[Start of section]

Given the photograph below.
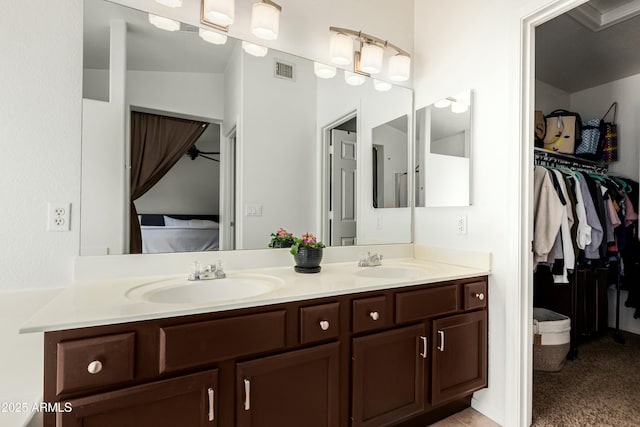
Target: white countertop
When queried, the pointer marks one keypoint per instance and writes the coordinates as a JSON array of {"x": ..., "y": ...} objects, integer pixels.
[{"x": 106, "y": 302}]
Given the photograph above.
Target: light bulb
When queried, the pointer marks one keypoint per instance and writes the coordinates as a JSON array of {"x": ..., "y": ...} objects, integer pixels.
[
  {"x": 324, "y": 71},
  {"x": 164, "y": 23},
  {"x": 254, "y": 49},
  {"x": 341, "y": 49},
  {"x": 212, "y": 36},
  {"x": 354, "y": 79},
  {"x": 265, "y": 21}
]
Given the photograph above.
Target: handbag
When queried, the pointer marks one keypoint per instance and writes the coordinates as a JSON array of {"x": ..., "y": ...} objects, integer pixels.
[
  {"x": 563, "y": 131},
  {"x": 610, "y": 139}
]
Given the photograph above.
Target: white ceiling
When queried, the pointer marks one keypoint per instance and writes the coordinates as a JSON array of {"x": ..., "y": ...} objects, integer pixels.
[
  {"x": 149, "y": 48},
  {"x": 573, "y": 56}
]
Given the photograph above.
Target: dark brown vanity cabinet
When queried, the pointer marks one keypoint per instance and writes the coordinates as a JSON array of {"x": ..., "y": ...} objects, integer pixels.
[{"x": 404, "y": 356}]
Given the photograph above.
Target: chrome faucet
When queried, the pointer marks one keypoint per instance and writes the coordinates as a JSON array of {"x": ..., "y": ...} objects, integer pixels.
[
  {"x": 371, "y": 260},
  {"x": 209, "y": 272}
]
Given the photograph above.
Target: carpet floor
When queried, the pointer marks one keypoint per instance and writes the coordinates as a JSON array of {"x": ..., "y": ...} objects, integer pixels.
[{"x": 600, "y": 388}]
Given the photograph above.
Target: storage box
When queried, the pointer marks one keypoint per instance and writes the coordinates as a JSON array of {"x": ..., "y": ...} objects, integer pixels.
[{"x": 551, "y": 340}]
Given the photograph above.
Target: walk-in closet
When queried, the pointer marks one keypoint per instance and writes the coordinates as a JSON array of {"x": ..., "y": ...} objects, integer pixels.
[{"x": 586, "y": 293}]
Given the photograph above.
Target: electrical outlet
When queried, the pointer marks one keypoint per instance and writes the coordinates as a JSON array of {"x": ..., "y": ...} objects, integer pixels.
[
  {"x": 58, "y": 216},
  {"x": 461, "y": 224}
]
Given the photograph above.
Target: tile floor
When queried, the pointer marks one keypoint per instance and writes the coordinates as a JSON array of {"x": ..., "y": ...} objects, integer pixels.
[{"x": 467, "y": 418}]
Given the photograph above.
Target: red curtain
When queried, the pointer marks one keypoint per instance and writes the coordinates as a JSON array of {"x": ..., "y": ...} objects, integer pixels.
[{"x": 157, "y": 143}]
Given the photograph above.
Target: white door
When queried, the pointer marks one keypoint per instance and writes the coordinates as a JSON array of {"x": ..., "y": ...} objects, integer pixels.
[{"x": 343, "y": 188}]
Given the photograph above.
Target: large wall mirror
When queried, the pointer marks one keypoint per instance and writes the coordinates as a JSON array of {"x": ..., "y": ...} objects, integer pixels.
[
  {"x": 443, "y": 147},
  {"x": 258, "y": 138}
]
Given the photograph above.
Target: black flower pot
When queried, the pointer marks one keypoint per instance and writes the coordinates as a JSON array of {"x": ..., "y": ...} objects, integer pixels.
[
  {"x": 282, "y": 244},
  {"x": 308, "y": 260}
]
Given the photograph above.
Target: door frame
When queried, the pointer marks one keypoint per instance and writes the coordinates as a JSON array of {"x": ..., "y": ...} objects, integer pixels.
[
  {"x": 524, "y": 335},
  {"x": 325, "y": 171}
]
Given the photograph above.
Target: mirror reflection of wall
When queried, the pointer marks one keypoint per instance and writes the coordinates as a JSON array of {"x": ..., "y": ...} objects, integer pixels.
[
  {"x": 390, "y": 150},
  {"x": 443, "y": 147},
  {"x": 272, "y": 124}
]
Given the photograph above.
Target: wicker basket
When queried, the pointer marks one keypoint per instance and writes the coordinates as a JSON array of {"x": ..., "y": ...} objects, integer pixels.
[{"x": 552, "y": 337}]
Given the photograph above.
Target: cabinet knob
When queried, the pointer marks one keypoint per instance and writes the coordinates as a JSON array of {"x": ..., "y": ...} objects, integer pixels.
[{"x": 94, "y": 367}]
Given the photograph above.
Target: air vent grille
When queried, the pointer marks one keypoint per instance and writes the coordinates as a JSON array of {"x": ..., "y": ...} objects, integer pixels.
[{"x": 284, "y": 70}]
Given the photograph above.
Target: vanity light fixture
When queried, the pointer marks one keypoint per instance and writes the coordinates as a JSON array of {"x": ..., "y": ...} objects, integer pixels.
[
  {"x": 354, "y": 79},
  {"x": 369, "y": 58},
  {"x": 170, "y": 3},
  {"x": 164, "y": 23},
  {"x": 324, "y": 71},
  {"x": 218, "y": 13},
  {"x": 381, "y": 86},
  {"x": 254, "y": 49},
  {"x": 212, "y": 36},
  {"x": 265, "y": 19}
]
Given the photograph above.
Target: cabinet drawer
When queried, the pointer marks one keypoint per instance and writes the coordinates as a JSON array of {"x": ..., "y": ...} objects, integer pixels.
[
  {"x": 430, "y": 302},
  {"x": 369, "y": 313},
  {"x": 475, "y": 295},
  {"x": 95, "y": 362},
  {"x": 319, "y": 322},
  {"x": 199, "y": 343}
]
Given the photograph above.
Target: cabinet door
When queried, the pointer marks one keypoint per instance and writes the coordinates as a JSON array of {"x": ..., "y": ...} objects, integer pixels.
[
  {"x": 187, "y": 401},
  {"x": 459, "y": 355},
  {"x": 388, "y": 376},
  {"x": 298, "y": 388}
]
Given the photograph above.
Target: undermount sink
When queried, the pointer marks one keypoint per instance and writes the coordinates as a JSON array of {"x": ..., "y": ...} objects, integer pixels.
[
  {"x": 183, "y": 291},
  {"x": 391, "y": 272}
]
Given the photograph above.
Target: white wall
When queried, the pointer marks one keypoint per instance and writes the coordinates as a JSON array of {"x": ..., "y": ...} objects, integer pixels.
[
  {"x": 594, "y": 102},
  {"x": 483, "y": 53},
  {"x": 40, "y": 117},
  {"x": 278, "y": 149}
]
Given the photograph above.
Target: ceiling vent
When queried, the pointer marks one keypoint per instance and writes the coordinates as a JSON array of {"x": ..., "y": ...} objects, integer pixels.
[
  {"x": 284, "y": 70},
  {"x": 597, "y": 15}
]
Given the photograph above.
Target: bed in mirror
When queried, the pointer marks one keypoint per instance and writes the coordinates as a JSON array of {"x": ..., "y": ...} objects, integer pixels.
[{"x": 263, "y": 160}]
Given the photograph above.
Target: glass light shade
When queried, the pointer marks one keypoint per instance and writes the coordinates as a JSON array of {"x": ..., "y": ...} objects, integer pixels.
[
  {"x": 170, "y": 3},
  {"x": 324, "y": 71},
  {"x": 459, "y": 107},
  {"x": 399, "y": 68},
  {"x": 164, "y": 23},
  {"x": 371, "y": 58},
  {"x": 220, "y": 12},
  {"x": 341, "y": 49},
  {"x": 381, "y": 86},
  {"x": 254, "y": 49},
  {"x": 442, "y": 103},
  {"x": 212, "y": 36},
  {"x": 265, "y": 21},
  {"x": 354, "y": 79}
]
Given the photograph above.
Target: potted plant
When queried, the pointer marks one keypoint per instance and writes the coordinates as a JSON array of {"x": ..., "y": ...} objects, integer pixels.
[
  {"x": 281, "y": 239},
  {"x": 307, "y": 252}
]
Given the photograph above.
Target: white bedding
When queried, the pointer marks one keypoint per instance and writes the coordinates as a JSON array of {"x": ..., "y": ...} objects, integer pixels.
[{"x": 178, "y": 239}]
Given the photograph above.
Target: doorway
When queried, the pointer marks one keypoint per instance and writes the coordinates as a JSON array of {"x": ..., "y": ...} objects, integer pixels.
[
  {"x": 340, "y": 180},
  {"x": 531, "y": 73}
]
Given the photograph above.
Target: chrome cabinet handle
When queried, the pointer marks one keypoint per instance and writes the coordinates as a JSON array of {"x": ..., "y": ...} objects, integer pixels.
[
  {"x": 424, "y": 347},
  {"x": 94, "y": 367},
  {"x": 211, "y": 402},
  {"x": 441, "y": 346},
  {"x": 247, "y": 393}
]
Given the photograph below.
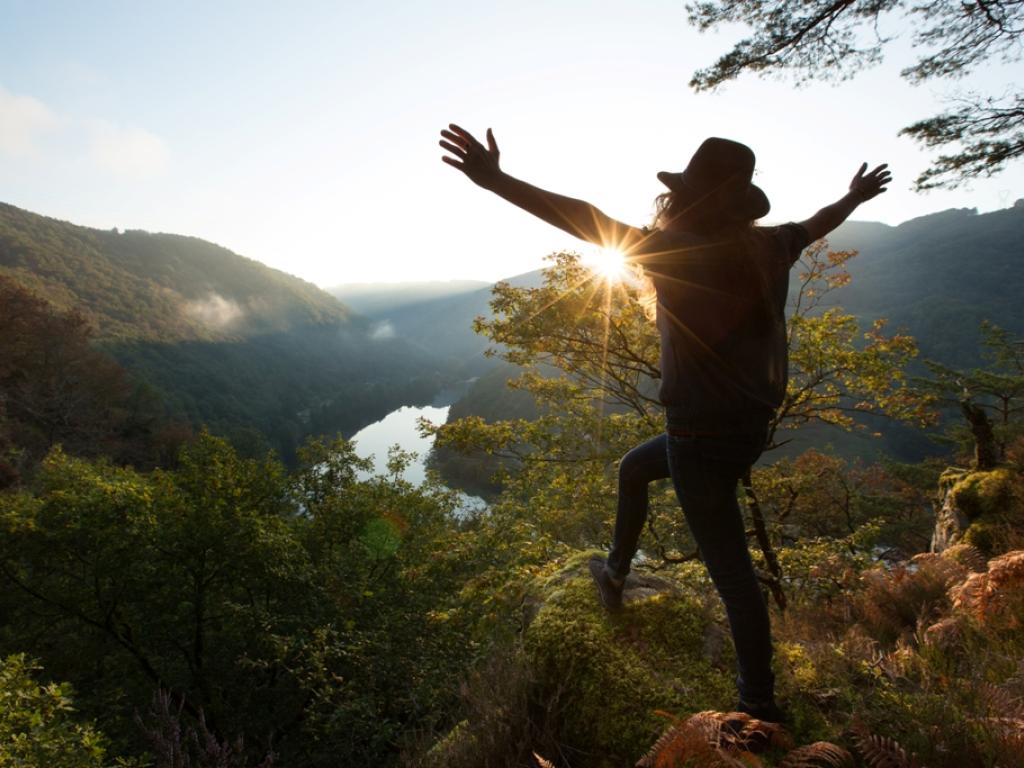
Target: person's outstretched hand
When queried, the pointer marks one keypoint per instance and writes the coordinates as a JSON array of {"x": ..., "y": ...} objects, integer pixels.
[
  {"x": 873, "y": 183},
  {"x": 469, "y": 156}
]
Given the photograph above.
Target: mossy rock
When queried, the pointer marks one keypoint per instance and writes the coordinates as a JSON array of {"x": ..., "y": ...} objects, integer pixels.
[
  {"x": 980, "y": 494},
  {"x": 605, "y": 678},
  {"x": 979, "y": 508}
]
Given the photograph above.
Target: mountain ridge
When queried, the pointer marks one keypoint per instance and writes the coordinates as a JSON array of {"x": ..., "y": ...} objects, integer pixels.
[{"x": 135, "y": 285}]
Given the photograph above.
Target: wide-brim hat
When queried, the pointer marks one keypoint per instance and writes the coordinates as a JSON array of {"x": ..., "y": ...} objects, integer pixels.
[{"x": 720, "y": 173}]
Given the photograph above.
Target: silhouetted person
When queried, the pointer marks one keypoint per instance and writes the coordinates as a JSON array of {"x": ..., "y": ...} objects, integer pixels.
[{"x": 721, "y": 284}]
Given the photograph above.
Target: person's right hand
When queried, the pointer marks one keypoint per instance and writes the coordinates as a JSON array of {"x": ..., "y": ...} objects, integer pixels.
[
  {"x": 479, "y": 163},
  {"x": 873, "y": 183}
]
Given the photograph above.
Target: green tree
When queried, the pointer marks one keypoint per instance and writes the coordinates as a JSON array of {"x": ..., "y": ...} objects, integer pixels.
[
  {"x": 990, "y": 399},
  {"x": 590, "y": 355},
  {"x": 303, "y": 611},
  {"x": 39, "y": 725},
  {"x": 836, "y": 38}
]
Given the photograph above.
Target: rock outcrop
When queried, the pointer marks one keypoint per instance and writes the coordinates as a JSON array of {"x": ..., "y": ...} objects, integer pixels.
[{"x": 977, "y": 507}]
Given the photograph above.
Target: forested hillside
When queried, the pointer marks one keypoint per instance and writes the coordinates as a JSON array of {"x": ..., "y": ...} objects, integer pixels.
[
  {"x": 935, "y": 278},
  {"x": 939, "y": 276},
  {"x": 252, "y": 352},
  {"x": 166, "y": 288}
]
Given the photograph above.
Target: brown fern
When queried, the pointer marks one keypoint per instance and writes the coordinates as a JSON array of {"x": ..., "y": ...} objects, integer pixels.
[
  {"x": 714, "y": 738},
  {"x": 1001, "y": 702},
  {"x": 818, "y": 755},
  {"x": 881, "y": 752},
  {"x": 969, "y": 556}
]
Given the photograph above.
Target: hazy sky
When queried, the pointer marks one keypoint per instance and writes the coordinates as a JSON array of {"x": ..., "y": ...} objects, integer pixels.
[{"x": 304, "y": 134}]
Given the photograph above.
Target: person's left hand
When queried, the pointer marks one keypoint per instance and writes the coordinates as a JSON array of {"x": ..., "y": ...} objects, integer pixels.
[{"x": 479, "y": 163}]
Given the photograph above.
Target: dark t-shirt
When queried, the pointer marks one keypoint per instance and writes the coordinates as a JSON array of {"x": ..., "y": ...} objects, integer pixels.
[{"x": 721, "y": 309}]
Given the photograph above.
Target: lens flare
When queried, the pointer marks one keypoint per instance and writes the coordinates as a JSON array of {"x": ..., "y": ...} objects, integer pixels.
[{"x": 609, "y": 263}]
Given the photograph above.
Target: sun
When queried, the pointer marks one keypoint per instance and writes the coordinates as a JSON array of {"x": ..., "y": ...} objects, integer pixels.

[End of section]

* **Action item**: Nothing but a number should be given: the count of lines above that include the string "rock".

* **Written solution**: 2